_What you will do:_ Print the stretch of entries below that opens with the line containing "like [[90, 210]]." and closes with the line containing "[[214, 300]]", keeping both of those lines and copying everything unchanged.
++++++++++++++++++++
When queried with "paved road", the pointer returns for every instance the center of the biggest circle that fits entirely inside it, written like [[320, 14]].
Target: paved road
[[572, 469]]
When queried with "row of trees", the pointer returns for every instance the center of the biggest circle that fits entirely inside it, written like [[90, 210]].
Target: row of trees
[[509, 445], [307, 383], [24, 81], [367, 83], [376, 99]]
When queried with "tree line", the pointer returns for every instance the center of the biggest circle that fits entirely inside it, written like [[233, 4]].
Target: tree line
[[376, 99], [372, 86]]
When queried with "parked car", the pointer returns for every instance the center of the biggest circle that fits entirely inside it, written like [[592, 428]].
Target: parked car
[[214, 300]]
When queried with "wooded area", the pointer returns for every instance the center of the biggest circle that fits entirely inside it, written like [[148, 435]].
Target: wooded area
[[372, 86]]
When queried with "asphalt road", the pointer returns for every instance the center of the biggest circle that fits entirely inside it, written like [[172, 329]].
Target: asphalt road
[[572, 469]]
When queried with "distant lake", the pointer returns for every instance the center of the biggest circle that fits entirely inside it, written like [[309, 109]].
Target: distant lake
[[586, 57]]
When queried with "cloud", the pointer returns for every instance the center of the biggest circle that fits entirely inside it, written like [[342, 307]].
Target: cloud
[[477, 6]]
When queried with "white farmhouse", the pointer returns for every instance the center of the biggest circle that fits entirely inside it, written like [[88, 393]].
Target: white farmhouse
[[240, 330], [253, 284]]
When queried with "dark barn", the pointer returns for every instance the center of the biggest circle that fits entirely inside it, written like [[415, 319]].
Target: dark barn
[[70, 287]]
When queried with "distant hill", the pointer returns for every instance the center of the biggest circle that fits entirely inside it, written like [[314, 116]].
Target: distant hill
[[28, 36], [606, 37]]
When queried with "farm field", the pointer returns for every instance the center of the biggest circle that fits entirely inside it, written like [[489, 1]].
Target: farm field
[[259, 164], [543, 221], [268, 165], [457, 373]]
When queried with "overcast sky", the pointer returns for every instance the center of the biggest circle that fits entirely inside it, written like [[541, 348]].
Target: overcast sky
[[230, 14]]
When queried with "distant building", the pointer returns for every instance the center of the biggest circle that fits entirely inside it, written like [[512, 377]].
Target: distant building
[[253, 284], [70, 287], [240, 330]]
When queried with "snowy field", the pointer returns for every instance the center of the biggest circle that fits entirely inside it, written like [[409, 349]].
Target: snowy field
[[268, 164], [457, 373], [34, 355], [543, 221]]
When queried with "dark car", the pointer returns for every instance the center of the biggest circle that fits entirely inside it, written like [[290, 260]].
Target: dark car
++++++++++++++++++++
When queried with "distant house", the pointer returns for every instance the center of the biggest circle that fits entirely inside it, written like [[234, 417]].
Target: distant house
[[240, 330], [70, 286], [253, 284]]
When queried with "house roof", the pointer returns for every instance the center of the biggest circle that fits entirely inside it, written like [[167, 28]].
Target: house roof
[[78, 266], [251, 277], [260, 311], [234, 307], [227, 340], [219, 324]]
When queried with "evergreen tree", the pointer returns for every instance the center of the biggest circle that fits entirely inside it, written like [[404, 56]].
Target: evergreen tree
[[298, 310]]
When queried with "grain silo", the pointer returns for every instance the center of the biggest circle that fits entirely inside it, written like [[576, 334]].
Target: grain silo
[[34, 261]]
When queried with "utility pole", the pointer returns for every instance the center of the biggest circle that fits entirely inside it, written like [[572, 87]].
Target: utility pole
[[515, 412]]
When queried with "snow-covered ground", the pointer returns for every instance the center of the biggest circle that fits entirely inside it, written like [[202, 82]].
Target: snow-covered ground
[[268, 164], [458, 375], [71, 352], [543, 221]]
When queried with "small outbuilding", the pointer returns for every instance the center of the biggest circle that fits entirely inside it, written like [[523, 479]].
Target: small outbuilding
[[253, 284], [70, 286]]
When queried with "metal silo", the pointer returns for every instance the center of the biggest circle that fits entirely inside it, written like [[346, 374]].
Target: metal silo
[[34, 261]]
++++++++++++++++++++
_Result below:_
When queried with "row of trees", the pointer returns for every instance the center of the biggest circle that fits entirely inside it, written like [[90, 210]].
Target: row of trees
[[509, 445], [307, 383], [24, 81], [367, 83], [376, 99]]
When queried with "tree line", the pointer returns for every instance the center of the biggest circle that fits entirely inside it, written like [[233, 4]].
Target: tree line
[[376, 99], [372, 86]]
When queried with "parked car", the pointer returns for every instance the center of the biggest circle that fits entirely inside it, written like [[592, 428]].
Target: parked car
[[214, 300]]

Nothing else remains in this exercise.